§ **CONSEGNE**
1) Elenchi tutte le squadre di club citate per nome nell'articolo su Batistuta e Zanetti.
2) Riscriva tutte le righe dei record comprese tra quella che contiene "Expected behaviour: for every instance of the orange jacket, put" e la fine dei record, estremi inclusi e richieste comprese. Moltiplichi per 0,35 le coordinate presenti nelle risposte e arrotondi ciascun risultato all'intero, con le metà per eccesso.

§ **TESTO DA LEGGERE**

=======

TRENTO. Nell’Auditorium Santa Chiara suona il tango argentino con Gabriel Omar Batistuta, ex Fiorentina e Roma, e Javier Zanetti, ex capitano e bandiera nonché attuale dirigente dell’Inter. “Ormai mi sento italiano - racconta quest’ultimo - questo paese mi ha accolto da giovane e mi ha aperto le porte, ringrazierò per sempre il vostro paese per questo”.

Entrambi argentini, ma con una storia tanto diversa quanto affascinante. Batistuta inizia la sua avventura calcistica solo all’età di 18 anni quando fece il suo primo allenamento vero e proprio: “Un club - racconta Bati - mi ha dato la possibilità di studiare. Ho fatto qualche goal e a 19 anni e mezzo sono passato al River. Ero un ragazzo di campagna e queste grandi città le vivevo male. Gente nuova, pressioni… io ero indietro fisicamente e mentalmente, però segnavo. Dopo passo al Boca e vengo convocato in nazionale, faccio bene e mi ritrovo in Italia. È stato faticoso e ho avuto bisogno di un paio d'anni per ambientarmi, ma poi è diventato un po’ più facile… (ride, ndr)”.

Per l’ex capitano nerazzurro invece il legame con l’Inter inizia nel ’95 “quando ero uno sconosciuto per il calcio italiano. Arrivai con il capocannoniere dell'Argentina, Rambert, e quello famoso era lui. Quando sono arrivato con Rambert era la prima volta che mettevo l'abito. Mi immaginavo di andare in prestito per dimostrare se fossi in grado di meritarmi il campionato italiano. Poi ho avuto la fortuna di giocare con Ottavio Bianchi ed è iniziato questo splendido legame. Sarò sempre grato a questa società e sono onorato di rappresentarla nel resto del mondo. Mi da sempre grandi emozioni l’Inter”.

=======

[Dati di etichettatura a punti su foto]
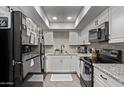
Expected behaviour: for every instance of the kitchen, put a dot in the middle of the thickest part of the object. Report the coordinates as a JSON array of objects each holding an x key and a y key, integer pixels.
[{"x": 62, "y": 46}]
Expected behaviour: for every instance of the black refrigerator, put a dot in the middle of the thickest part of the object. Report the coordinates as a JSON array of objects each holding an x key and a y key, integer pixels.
[
  {"x": 6, "y": 51},
  {"x": 12, "y": 26}
]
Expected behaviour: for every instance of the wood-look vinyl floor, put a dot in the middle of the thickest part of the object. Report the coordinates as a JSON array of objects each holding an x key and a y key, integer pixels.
[{"x": 74, "y": 83}]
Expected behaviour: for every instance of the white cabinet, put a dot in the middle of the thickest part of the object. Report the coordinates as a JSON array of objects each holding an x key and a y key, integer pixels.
[
  {"x": 116, "y": 19},
  {"x": 103, "y": 80},
  {"x": 48, "y": 38},
  {"x": 60, "y": 64},
  {"x": 84, "y": 38},
  {"x": 73, "y": 38}
]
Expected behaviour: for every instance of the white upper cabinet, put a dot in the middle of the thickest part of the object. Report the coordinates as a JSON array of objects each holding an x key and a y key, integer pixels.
[
  {"x": 48, "y": 38},
  {"x": 73, "y": 38},
  {"x": 116, "y": 18},
  {"x": 84, "y": 39}
]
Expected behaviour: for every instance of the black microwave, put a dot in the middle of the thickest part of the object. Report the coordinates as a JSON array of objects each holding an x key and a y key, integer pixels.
[{"x": 100, "y": 34}]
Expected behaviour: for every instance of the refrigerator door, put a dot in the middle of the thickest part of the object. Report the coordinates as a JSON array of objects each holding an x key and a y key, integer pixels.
[
  {"x": 6, "y": 63},
  {"x": 17, "y": 28},
  {"x": 6, "y": 50}
]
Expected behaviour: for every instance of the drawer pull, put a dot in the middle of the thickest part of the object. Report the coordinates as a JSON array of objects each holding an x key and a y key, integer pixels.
[{"x": 103, "y": 77}]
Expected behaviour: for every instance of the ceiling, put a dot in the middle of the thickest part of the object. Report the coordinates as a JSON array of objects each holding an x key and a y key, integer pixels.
[{"x": 62, "y": 12}]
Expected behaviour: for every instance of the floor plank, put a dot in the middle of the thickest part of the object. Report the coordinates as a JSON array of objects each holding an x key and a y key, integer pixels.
[{"x": 74, "y": 83}]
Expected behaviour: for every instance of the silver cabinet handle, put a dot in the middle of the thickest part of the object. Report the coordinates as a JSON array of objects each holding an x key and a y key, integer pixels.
[
  {"x": 61, "y": 60},
  {"x": 103, "y": 77}
]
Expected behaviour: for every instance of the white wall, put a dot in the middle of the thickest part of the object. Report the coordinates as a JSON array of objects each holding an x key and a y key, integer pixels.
[{"x": 61, "y": 38}]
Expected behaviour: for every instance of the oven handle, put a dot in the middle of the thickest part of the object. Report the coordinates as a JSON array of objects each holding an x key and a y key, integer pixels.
[{"x": 103, "y": 77}]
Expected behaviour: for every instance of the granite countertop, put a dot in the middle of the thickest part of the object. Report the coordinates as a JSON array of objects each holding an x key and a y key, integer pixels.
[
  {"x": 115, "y": 71},
  {"x": 70, "y": 54}
]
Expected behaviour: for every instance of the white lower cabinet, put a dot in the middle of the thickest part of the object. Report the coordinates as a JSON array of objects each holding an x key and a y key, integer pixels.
[
  {"x": 60, "y": 64},
  {"x": 103, "y": 80}
]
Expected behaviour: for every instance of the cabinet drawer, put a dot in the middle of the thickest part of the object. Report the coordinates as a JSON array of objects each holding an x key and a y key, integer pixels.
[{"x": 107, "y": 79}]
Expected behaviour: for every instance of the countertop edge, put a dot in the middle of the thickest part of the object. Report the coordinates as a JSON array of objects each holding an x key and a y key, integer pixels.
[{"x": 109, "y": 74}]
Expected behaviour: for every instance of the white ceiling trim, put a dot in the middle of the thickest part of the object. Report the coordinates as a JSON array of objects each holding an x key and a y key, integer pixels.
[
  {"x": 81, "y": 15},
  {"x": 62, "y": 25}
]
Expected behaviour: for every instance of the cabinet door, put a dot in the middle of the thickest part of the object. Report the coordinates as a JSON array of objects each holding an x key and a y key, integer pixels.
[
  {"x": 85, "y": 37},
  {"x": 116, "y": 24},
  {"x": 48, "y": 38},
  {"x": 98, "y": 82},
  {"x": 73, "y": 38},
  {"x": 78, "y": 68}
]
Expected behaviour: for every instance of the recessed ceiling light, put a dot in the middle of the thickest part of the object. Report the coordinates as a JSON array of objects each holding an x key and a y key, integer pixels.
[
  {"x": 69, "y": 18},
  {"x": 54, "y": 18}
]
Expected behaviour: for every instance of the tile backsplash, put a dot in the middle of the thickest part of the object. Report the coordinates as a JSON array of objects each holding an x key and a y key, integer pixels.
[{"x": 106, "y": 45}]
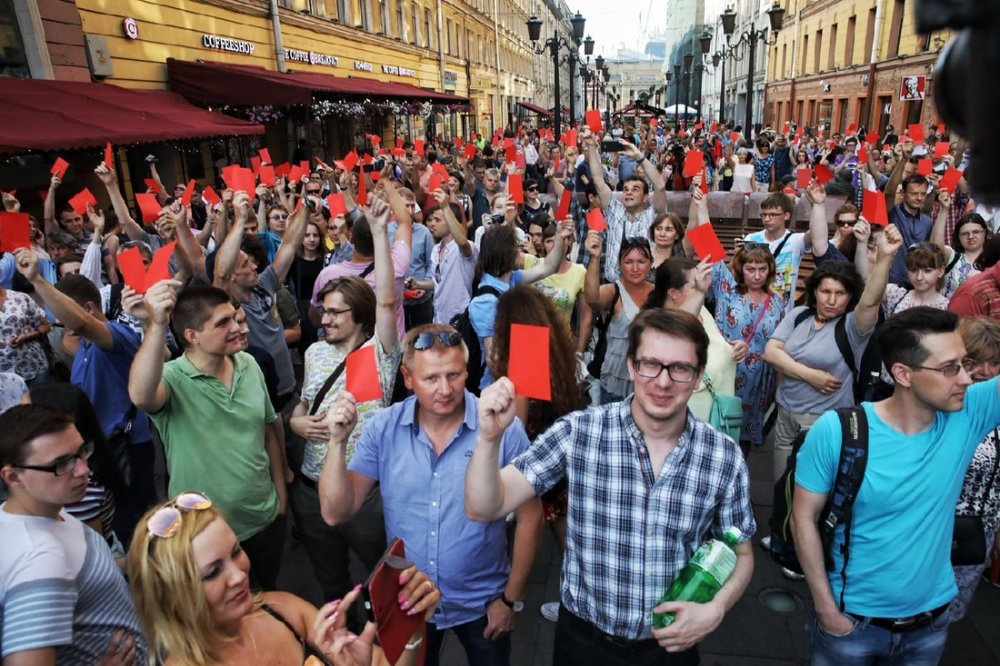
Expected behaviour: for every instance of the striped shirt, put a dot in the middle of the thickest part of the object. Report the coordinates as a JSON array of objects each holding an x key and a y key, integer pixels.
[
  {"x": 60, "y": 588},
  {"x": 630, "y": 530}
]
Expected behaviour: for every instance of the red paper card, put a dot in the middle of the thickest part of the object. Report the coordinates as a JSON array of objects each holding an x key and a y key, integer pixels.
[
  {"x": 563, "y": 211},
  {"x": 595, "y": 220},
  {"x": 362, "y": 378},
  {"x": 823, "y": 174},
  {"x": 210, "y": 195},
  {"x": 435, "y": 182},
  {"x": 59, "y": 167},
  {"x": 950, "y": 179},
  {"x": 706, "y": 243},
  {"x": 873, "y": 208},
  {"x": 528, "y": 366},
  {"x": 593, "y": 120},
  {"x": 350, "y": 160},
  {"x": 515, "y": 187},
  {"x": 80, "y": 201},
  {"x": 335, "y": 202},
  {"x": 149, "y": 206},
  {"x": 136, "y": 275},
  {"x": 188, "y": 191},
  {"x": 14, "y": 231},
  {"x": 693, "y": 163}
]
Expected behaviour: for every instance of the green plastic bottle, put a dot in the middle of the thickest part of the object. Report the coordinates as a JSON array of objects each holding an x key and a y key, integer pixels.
[{"x": 703, "y": 576}]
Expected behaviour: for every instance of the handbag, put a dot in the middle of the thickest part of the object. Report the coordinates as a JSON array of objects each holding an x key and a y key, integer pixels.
[
  {"x": 726, "y": 413},
  {"x": 968, "y": 541}
]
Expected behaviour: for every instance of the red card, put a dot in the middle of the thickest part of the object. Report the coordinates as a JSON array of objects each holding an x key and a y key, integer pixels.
[
  {"x": 335, "y": 202},
  {"x": 950, "y": 179},
  {"x": 149, "y": 205},
  {"x": 593, "y": 120},
  {"x": 693, "y": 163},
  {"x": 210, "y": 196},
  {"x": 595, "y": 220},
  {"x": 873, "y": 208},
  {"x": 706, "y": 243},
  {"x": 59, "y": 167},
  {"x": 528, "y": 366},
  {"x": 188, "y": 191},
  {"x": 435, "y": 182},
  {"x": 563, "y": 211},
  {"x": 136, "y": 275},
  {"x": 14, "y": 231},
  {"x": 350, "y": 160},
  {"x": 362, "y": 378},
  {"x": 80, "y": 201}
]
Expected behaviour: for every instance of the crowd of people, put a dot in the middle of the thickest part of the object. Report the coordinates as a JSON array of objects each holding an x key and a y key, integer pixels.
[{"x": 159, "y": 441}]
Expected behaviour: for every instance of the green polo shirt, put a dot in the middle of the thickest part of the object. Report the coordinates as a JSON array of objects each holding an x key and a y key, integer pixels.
[{"x": 214, "y": 440}]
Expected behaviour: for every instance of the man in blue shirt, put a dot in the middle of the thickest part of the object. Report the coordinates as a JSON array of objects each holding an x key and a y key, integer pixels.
[
  {"x": 418, "y": 450},
  {"x": 892, "y": 602}
]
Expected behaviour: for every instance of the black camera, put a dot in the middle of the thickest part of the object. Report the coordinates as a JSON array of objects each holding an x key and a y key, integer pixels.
[{"x": 964, "y": 87}]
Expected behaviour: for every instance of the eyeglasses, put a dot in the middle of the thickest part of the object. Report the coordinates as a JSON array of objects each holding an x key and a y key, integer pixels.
[
  {"x": 424, "y": 341},
  {"x": 166, "y": 520},
  {"x": 678, "y": 372},
  {"x": 66, "y": 464}
]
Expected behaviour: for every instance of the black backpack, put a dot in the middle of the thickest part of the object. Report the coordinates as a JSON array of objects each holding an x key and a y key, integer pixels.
[
  {"x": 463, "y": 325},
  {"x": 839, "y": 502}
]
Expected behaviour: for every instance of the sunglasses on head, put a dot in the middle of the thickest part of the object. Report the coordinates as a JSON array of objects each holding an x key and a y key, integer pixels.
[{"x": 166, "y": 520}]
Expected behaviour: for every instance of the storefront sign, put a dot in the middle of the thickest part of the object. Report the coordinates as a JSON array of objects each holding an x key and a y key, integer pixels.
[
  {"x": 226, "y": 44},
  {"x": 311, "y": 57}
]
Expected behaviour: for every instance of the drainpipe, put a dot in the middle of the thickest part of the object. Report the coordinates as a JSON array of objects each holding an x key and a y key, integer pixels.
[{"x": 279, "y": 51}]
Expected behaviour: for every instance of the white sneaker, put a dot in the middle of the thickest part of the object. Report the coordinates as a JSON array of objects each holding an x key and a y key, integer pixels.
[{"x": 792, "y": 575}]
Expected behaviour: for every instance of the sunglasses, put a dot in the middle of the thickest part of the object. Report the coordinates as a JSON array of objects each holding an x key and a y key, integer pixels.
[
  {"x": 424, "y": 341},
  {"x": 166, "y": 520}
]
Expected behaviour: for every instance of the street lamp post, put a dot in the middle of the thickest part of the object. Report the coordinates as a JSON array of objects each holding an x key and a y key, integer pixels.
[
  {"x": 554, "y": 44},
  {"x": 776, "y": 15}
]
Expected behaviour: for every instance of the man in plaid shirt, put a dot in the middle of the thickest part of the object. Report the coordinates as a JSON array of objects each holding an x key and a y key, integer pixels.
[{"x": 648, "y": 483}]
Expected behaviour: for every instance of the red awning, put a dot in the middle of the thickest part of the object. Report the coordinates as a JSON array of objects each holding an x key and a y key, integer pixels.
[
  {"x": 204, "y": 82},
  {"x": 534, "y": 108},
  {"x": 53, "y": 115}
]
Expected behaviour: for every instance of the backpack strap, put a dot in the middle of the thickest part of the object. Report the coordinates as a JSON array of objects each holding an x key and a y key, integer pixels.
[{"x": 846, "y": 485}]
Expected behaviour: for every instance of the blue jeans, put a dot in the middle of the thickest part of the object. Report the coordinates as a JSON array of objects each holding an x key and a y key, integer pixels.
[
  {"x": 867, "y": 645},
  {"x": 479, "y": 650}
]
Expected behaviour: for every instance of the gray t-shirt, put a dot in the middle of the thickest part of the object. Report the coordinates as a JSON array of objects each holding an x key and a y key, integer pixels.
[
  {"x": 266, "y": 331},
  {"x": 817, "y": 349}
]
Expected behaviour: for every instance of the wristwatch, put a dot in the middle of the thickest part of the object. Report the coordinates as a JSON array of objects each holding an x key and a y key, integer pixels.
[{"x": 516, "y": 606}]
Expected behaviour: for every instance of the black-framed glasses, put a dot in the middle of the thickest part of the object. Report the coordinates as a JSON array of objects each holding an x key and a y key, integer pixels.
[
  {"x": 66, "y": 464},
  {"x": 678, "y": 372},
  {"x": 166, "y": 520},
  {"x": 426, "y": 340}
]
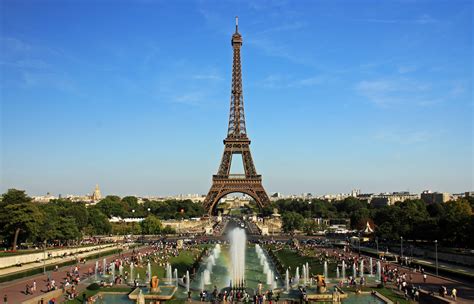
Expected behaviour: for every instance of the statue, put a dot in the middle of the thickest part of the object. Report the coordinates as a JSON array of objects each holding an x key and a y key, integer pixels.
[
  {"x": 321, "y": 283},
  {"x": 154, "y": 284}
]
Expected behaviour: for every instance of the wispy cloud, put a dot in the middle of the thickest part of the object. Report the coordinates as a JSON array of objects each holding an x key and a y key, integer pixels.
[
  {"x": 397, "y": 92},
  {"x": 404, "y": 137},
  {"x": 285, "y": 81},
  {"x": 406, "y": 69},
  {"x": 211, "y": 75},
  {"x": 422, "y": 20}
]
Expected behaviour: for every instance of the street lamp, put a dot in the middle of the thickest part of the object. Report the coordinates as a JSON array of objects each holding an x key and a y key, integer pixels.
[
  {"x": 401, "y": 249},
  {"x": 44, "y": 258},
  {"x": 359, "y": 243}
]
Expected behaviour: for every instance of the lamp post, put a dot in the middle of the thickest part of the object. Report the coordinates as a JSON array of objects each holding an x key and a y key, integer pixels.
[
  {"x": 401, "y": 249},
  {"x": 44, "y": 258},
  {"x": 359, "y": 243}
]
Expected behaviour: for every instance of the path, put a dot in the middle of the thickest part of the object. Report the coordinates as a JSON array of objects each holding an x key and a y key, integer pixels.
[{"x": 15, "y": 290}]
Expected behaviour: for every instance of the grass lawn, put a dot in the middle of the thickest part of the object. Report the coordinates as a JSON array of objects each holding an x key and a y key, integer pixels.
[
  {"x": 182, "y": 262},
  {"x": 18, "y": 252},
  {"x": 291, "y": 259},
  {"x": 387, "y": 292},
  {"x": 90, "y": 293}
]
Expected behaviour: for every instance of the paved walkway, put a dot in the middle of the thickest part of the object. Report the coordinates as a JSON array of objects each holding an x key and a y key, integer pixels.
[
  {"x": 465, "y": 289},
  {"x": 52, "y": 261},
  {"x": 15, "y": 290},
  {"x": 433, "y": 282}
]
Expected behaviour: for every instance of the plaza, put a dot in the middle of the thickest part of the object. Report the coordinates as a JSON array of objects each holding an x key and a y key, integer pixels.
[{"x": 129, "y": 96}]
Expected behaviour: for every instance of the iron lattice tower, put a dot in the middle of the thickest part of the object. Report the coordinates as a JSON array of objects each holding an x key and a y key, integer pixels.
[{"x": 236, "y": 143}]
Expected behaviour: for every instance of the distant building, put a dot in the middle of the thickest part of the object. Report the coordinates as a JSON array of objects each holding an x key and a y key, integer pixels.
[
  {"x": 389, "y": 199},
  {"x": 435, "y": 197},
  {"x": 96, "y": 196},
  {"x": 43, "y": 198},
  {"x": 355, "y": 192}
]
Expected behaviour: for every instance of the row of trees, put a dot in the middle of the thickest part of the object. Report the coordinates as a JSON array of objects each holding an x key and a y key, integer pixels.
[
  {"x": 64, "y": 221},
  {"x": 129, "y": 207},
  {"x": 451, "y": 222},
  {"x": 59, "y": 220},
  {"x": 20, "y": 219}
]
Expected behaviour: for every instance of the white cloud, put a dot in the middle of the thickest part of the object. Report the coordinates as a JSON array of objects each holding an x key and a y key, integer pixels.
[
  {"x": 423, "y": 19},
  {"x": 404, "y": 137},
  {"x": 397, "y": 92},
  {"x": 286, "y": 81}
]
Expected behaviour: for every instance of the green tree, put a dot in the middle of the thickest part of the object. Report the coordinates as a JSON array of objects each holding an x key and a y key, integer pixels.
[
  {"x": 151, "y": 225},
  {"x": 98, "y": 222},
  {"x": 20, "y": 218},
  {"x": 292, "y": 221}
]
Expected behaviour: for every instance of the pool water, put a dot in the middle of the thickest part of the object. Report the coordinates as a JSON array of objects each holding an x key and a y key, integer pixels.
[
  {"x": 113, "y": 298},
  {"x": 362, "y": 299}
]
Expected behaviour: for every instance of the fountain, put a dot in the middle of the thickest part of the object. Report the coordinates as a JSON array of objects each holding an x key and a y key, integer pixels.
[
  {"x": 131, "y": 271},
  {"x": 149, "y": 272},
  {"x": 304, "y": 275},
  {"x": 379, "y": 272},
  {"x": 202, "y": 281},
  {"x": 207, "y": 277},
  {"x": 343, "y": 269},
  {"x": 187, "y": 280},
  {"x": 307, "y": 273},
  {"x": 141, "y": 297},
  {"x": 269, "y": 278},
  {"x": 112, "y": 271},
  {"x": 168, "y": 274},
  {"x": 238, "y": 241}
]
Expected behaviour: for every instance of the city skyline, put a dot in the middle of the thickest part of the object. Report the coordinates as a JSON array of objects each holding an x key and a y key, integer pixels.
[{"x": 142, "y": 109}]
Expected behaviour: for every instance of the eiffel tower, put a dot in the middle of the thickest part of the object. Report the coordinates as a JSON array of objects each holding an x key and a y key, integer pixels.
[{"x": 236, "y": 142}]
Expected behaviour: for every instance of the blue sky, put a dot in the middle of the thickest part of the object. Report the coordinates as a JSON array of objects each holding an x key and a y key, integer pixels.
[{"x": 134, "y": 95}]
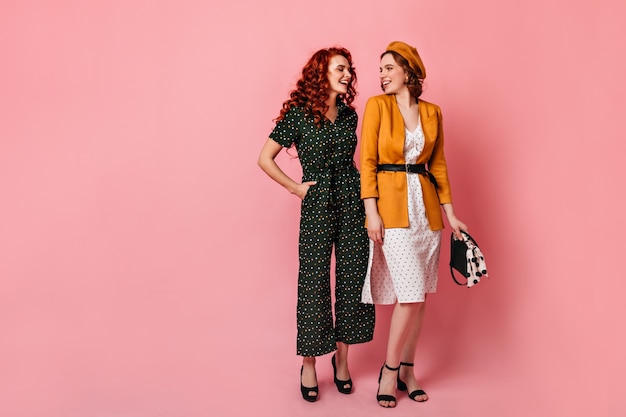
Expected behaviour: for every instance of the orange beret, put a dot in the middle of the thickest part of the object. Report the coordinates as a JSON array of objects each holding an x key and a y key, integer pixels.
[{"x": 410, "y": 54}]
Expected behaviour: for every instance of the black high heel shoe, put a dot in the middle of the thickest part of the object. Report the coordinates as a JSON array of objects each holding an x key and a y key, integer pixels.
[
  {"x": 386, "y": 397},
  {"x": 306, "y": 391},
  {"x": 341, "y": 385},
  {"x": 402, "y": 386}
]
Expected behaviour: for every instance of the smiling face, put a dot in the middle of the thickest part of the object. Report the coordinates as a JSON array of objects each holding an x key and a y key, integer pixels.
[
  {"x": 339, "y": 75},
  {"x": 392, "y": 76}
]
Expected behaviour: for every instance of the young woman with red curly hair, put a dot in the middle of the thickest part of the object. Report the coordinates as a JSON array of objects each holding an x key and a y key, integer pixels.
[{"x": 319, "y": 120}]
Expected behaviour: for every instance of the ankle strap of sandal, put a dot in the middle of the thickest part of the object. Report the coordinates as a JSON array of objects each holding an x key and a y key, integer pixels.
[{"x": 390, "y": 368}]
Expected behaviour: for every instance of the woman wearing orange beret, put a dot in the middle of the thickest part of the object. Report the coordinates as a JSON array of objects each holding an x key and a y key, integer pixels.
[{"x": 404, "y": 184}]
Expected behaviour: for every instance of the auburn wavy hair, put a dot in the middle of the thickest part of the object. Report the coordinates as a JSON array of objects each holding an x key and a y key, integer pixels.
[
  {"x": 311, "y": 90},
  {"x": 414, "y": 83}
]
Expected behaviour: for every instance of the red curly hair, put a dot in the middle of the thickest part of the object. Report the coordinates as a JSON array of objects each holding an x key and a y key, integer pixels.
[{"x": 311, "y": 90}]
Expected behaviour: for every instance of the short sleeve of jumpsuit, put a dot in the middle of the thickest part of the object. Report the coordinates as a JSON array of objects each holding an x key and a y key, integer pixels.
[{"x": 332, "y": 214}]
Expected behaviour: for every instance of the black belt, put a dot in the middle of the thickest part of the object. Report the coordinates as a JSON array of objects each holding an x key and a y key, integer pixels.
[{"x": 413, "y": 168}]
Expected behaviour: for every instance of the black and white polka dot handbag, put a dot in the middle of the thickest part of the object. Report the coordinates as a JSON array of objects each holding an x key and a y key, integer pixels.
[{"x": 467, "y": 258}]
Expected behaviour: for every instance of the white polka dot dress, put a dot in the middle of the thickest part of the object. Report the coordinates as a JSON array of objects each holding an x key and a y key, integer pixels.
[{"x": 404, "y": 269}]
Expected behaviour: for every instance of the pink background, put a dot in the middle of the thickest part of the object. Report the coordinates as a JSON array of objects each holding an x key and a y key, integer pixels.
[{"x": 148, "y": 267}]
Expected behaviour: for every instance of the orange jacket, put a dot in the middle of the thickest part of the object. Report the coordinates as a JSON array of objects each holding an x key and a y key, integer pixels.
[{"x": 382, "y": 142}]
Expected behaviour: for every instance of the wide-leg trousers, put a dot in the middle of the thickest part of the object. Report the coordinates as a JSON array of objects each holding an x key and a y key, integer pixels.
[{"x": 326, "y": 224}]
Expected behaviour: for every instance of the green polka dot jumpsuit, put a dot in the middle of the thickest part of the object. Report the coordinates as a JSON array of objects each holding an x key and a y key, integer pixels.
[{"x": 332, "y": 214}]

=======

§ **RISPOSTE FINALI**
1) Fiorentina, Roma, Inter, River, Boca

2)
Expected behaviour: for every instance of the orange jacket, put a dot in the middle of the thickest part of the object. Report the coordinates as a JSON array of objects each holding an x key and a y key, integer pixels.
[{"x": 134, "y": 50}]
Expected behaviour: for every instance of the wide-leg trousers, put a dot in the middle of the thickest part of the object. Report the coordinates as a JSON array of objects each holding an x key and a y key, integer pixels.
[{"x": 114, "y": 78}]
Expected behaviour: for every instance of the green polka dot jumpsuit, put a dot in the middle of the thickest part of the object. Report the coordinates as a JSON array of objects each holding an x key and a y key, integer pixels.
[{"x": 116, "y": 75}]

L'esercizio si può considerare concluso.